**Exercise goal**
Find every line in the records that holds the string "hill". Copy each one.

**Data for processing**
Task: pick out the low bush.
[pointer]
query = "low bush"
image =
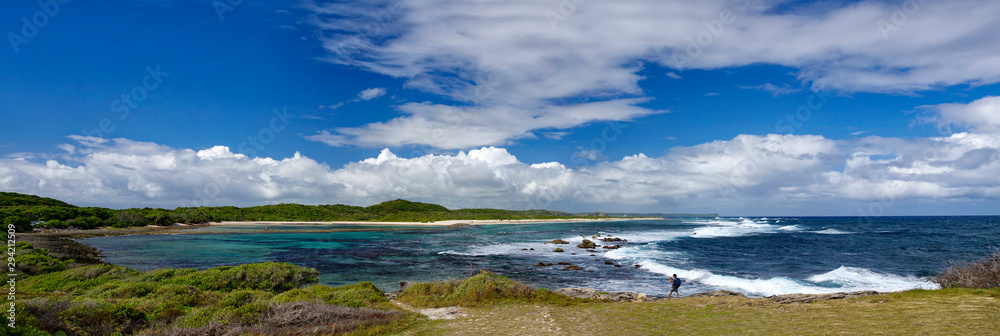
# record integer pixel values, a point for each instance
(297, 318)
(983, 274)
(32, 261)
(482, 289)
(362, 294)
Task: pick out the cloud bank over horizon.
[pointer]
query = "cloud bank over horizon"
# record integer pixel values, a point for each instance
(783, 171)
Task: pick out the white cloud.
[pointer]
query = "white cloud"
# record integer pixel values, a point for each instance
(745, 174)
(518, 57)
(982, 115)
(450, 127)
(372, 93)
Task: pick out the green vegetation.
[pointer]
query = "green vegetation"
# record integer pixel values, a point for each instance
(977, 274)
(264, 298)
(483, 289)
(53, 214)
(15, 199)
(32, 261)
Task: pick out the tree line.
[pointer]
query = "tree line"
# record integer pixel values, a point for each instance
(27, 212)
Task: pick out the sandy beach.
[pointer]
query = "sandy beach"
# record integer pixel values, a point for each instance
(442, 223)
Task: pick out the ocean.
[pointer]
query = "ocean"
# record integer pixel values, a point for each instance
(755, 256)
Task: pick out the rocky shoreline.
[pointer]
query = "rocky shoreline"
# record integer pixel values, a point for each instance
(63, 245)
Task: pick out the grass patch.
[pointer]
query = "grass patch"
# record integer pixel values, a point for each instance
(977, 274)
(362, 294)
(252, 299)
(957, 311)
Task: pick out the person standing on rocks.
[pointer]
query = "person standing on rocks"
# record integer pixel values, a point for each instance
(675, 284)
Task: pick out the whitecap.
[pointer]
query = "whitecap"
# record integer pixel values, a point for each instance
(833, 231)
(843, 279)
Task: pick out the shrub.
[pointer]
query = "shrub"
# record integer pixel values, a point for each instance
(977, 274)
(482, 289)
(21, 224)
(298, 318)
(244, 297)
(269, 276)
(102, 318)
(124, 289)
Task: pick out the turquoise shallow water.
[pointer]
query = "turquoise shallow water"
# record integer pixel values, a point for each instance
(757, 256)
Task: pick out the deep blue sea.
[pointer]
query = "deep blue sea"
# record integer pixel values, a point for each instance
(756, 256)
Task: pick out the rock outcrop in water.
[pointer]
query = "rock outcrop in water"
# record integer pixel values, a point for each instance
(590, 293)
(718, 293)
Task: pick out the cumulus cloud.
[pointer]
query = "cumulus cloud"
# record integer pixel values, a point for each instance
(369, 94)
(524, 58)
(981, 115)
(748, 172)
(451, 127)
(775, 90)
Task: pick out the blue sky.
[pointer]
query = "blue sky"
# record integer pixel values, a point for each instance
(739, 107)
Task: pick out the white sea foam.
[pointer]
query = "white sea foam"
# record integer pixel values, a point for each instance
(843, 279)
(493, 249)
(743, 227)
(832, 231)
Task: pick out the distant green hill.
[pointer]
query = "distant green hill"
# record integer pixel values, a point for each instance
(623, 214)
(15, 199)
(57, 214)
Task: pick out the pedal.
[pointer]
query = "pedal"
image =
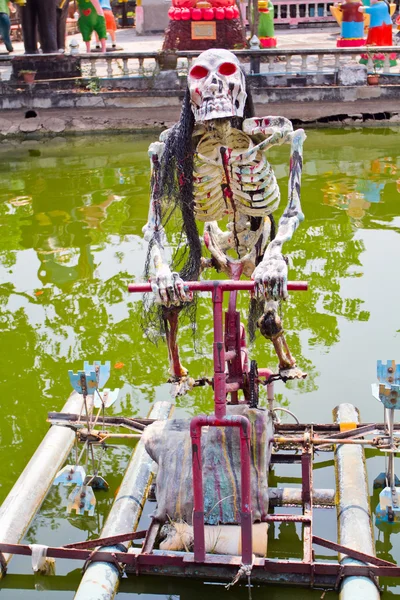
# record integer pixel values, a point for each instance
(102, 371)
(82, 500)
(291, 373)
(181, 386)
(96, 482)
(108, 397)
(70, 474)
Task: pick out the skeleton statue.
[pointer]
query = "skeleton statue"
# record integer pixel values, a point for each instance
(212, 164)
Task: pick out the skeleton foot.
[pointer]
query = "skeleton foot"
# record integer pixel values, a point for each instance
(271, 328)
(171, 316)
(180, 386)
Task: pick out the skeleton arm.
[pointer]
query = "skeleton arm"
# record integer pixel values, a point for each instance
(167, 286)
(271, 274)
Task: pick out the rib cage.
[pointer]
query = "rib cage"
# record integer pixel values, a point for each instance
(225, 183)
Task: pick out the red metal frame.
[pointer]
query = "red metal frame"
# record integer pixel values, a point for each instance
(198, 507)
(230, 366)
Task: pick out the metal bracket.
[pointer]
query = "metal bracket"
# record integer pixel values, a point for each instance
(102, 371)
(83, 383)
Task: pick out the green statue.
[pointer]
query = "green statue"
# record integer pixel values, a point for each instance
(91, 18)
(266, 30)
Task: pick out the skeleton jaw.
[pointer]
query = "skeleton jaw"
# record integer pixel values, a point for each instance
(214, 107)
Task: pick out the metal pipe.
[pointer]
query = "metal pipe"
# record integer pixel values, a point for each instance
(282, 439)
(353, 510)
(32, 486)
(101, 579)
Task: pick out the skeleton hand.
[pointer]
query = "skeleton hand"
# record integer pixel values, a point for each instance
(168, 288)
(271, 277)
(277, 128)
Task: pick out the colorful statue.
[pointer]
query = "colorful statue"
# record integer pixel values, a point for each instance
(266, 30)
(212, 165)
(91, 18)
(352, 24)
(62, 14)
(380, 28)
(39, 16)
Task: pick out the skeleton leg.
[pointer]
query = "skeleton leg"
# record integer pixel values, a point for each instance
(271, 328)
(170, 316)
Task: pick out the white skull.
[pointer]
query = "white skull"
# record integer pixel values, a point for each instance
(216, 85)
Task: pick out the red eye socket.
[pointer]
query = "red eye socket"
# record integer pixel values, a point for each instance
(227, 69)
(198, 72)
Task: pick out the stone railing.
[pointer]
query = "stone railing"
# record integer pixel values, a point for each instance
(269, 63)
(277, 61)
(298, 12)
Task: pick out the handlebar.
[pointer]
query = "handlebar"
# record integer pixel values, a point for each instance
(225, 285)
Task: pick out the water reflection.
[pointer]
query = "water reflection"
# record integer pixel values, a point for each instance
(71, 217)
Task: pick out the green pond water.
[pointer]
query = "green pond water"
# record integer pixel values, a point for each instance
(71, 214)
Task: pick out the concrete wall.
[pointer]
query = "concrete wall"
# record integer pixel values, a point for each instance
(155, 15)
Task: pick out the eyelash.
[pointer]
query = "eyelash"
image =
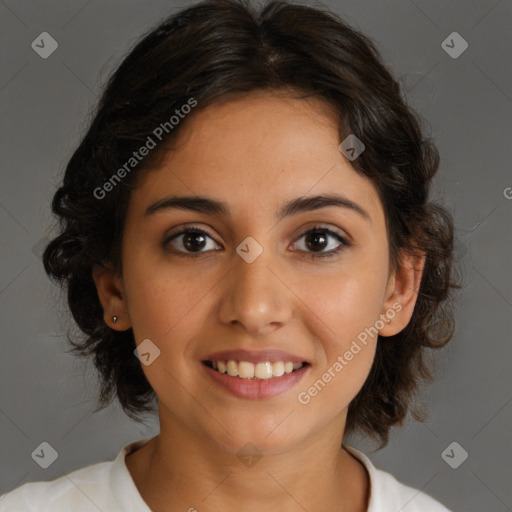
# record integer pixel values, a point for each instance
(315, 229)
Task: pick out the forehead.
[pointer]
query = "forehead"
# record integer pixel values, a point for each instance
(256, 152)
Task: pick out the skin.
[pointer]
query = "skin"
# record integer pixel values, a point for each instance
(255, 153)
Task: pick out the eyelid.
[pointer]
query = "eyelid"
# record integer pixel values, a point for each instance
(344, 240)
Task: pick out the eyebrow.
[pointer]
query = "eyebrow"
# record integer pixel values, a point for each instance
(202, 204)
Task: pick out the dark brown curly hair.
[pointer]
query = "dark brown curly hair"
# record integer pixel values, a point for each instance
(212, 51)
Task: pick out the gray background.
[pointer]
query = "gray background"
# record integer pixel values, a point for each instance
(48, 395)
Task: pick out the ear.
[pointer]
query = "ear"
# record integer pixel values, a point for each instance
(401, 294)
(109, 286)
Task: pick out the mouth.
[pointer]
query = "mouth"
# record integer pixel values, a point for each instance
(263, 370)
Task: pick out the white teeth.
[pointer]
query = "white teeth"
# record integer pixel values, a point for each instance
(245, 370)
(232, 368)
(277, 368)
(263, 371)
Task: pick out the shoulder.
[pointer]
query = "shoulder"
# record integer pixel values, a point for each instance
(83, 489)
(389, 494)
(102, 486)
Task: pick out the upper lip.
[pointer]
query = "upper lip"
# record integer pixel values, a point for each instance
(255, 356)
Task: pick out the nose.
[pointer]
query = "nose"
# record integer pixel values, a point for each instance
(255, 296)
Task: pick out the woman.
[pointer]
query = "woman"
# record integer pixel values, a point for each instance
(246, 237)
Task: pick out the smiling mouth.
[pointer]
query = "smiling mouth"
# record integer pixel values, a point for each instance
(264, 370)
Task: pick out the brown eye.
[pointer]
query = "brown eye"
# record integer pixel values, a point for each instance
(188, 242)
(317, 239)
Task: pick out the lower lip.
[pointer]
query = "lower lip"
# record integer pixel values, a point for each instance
(257, 388)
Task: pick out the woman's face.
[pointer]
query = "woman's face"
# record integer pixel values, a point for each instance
(250, 283)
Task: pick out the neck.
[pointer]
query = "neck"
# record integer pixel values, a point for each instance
(182, 470)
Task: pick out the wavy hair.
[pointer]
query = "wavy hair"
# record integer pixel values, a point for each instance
(213, 51)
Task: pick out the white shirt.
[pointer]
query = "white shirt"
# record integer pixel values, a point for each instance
(109, 487)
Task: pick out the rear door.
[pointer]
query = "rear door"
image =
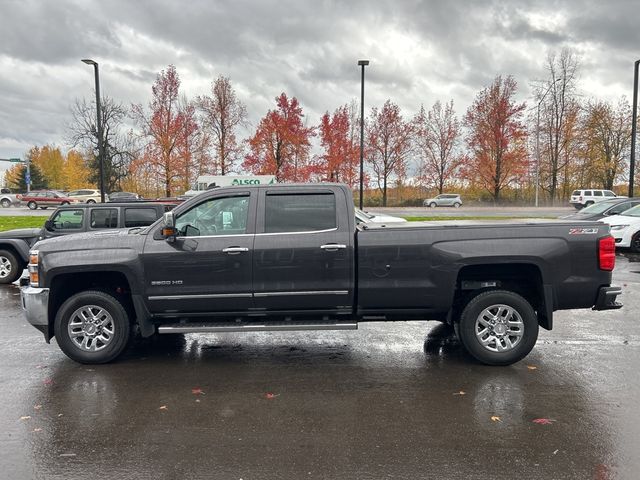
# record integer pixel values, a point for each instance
(303, 258)
(208, 267)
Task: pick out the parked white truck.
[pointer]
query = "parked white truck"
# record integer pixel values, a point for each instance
(207, 182)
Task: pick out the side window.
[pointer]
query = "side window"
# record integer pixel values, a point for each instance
(68, 220)
(104, 218)
(216, 216)
(299, 212)
(139, 217)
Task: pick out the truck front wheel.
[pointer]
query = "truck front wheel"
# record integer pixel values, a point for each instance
(498, 327)
(92, 327)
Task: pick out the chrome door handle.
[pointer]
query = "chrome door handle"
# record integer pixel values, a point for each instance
(332, 247)
(235, 250)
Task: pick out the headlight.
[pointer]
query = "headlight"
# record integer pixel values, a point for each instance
(34, 274)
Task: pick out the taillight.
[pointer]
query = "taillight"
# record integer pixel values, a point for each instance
(606, 253)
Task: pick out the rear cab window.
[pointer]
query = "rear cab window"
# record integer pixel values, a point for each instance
(68, 220)
(104, 218)
(300, 212)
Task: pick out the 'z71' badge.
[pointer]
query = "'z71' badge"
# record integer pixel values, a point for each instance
(583, 231)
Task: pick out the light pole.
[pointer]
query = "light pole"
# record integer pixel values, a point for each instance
(99, 126)
(634, 125)
(362, 63)
(538, 140)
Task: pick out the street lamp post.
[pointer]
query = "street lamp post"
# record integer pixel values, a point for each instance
(99, 126)
(538, 140)
(362, 63)
(634, 125)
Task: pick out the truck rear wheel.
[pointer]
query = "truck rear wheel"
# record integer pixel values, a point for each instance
(498, 327)
(92, 327)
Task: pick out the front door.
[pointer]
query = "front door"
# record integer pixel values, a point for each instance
(208, 267)
(303, 254)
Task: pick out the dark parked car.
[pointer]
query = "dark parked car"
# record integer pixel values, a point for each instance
(47, 198)
(15, 244)
(291, 257)
(123, 197)
(606, 208)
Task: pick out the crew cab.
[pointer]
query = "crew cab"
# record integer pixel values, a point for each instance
(291, 257)
(68, 219)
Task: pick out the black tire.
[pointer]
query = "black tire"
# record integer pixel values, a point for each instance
(10, 267)
(467, 328)
(119, 324)
(634, 246)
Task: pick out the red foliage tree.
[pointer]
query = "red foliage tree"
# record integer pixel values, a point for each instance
(436, 135)
(168, 126)
(389, 143)
(281, 144)
(223, 114)
(496, 137)
(340, 160)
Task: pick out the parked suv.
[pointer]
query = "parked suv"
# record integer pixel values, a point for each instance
(47, 198)
(87, 195)
(444, 200)
(584, 198)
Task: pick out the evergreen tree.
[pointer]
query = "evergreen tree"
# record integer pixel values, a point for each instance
(38, 182)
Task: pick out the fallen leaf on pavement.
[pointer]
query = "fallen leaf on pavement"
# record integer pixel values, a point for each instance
(543, 421)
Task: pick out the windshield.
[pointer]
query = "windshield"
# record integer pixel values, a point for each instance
(632, 212)
(598, 207)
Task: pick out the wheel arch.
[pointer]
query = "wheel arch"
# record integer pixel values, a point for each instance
(523, 278)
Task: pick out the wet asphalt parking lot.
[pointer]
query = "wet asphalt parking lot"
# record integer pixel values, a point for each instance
(394, 400)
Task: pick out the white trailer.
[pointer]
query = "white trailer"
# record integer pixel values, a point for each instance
(207, 182)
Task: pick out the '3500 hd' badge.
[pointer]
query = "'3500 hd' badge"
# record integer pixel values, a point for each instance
(583, 231)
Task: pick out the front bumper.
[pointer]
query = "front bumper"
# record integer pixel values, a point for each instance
(607, 298)
(35, 303)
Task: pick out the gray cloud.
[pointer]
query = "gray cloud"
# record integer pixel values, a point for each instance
(420, 51)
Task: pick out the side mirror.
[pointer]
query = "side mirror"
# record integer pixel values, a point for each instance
(169, 231)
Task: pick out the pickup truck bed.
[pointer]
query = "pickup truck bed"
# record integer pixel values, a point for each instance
(285, 257)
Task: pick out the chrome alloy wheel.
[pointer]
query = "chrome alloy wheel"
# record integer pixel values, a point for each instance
(5, 267)
(91, 328)
(499, 328)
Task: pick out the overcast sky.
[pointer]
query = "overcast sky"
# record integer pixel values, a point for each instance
(420, 52)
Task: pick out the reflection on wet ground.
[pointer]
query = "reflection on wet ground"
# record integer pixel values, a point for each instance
(396, 400)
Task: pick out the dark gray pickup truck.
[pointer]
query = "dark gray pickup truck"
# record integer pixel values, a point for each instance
(291, 257)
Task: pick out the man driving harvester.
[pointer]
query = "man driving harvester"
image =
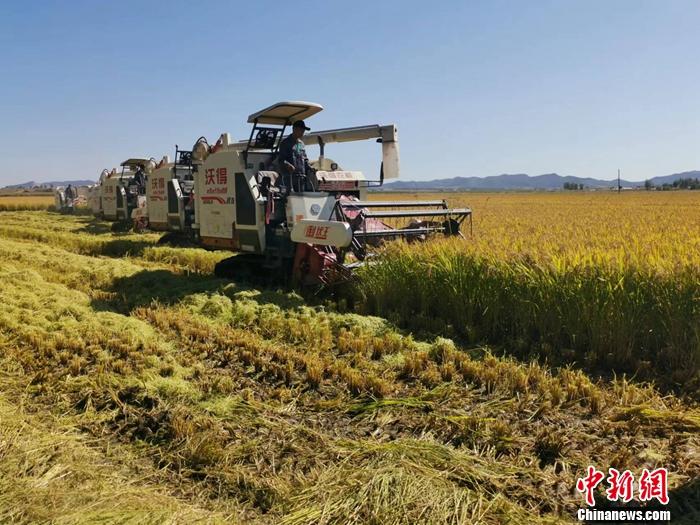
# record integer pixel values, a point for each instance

**Task response**
Task: pick out the distant green hill.
query = "distant green hill"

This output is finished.